-- Material for this task follows --

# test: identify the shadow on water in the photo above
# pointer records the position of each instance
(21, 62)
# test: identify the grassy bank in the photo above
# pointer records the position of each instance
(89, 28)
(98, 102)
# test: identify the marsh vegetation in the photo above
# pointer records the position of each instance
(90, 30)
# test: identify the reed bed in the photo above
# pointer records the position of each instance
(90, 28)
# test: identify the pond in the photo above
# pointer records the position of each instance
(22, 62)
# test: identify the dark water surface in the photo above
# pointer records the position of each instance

-- Material for this task concluded --

Exercise brief: What needs duplicating is the run of lines from the one containing "# test: identify the pond in the photo above" through the last line of the entries above, exact and complete.

Written response:
# test: identify the pond in the photo above
# pointer records the position of each instance
(22, 62)
# test: identify the dark water surface in the photo above
# pointer records the position of each instance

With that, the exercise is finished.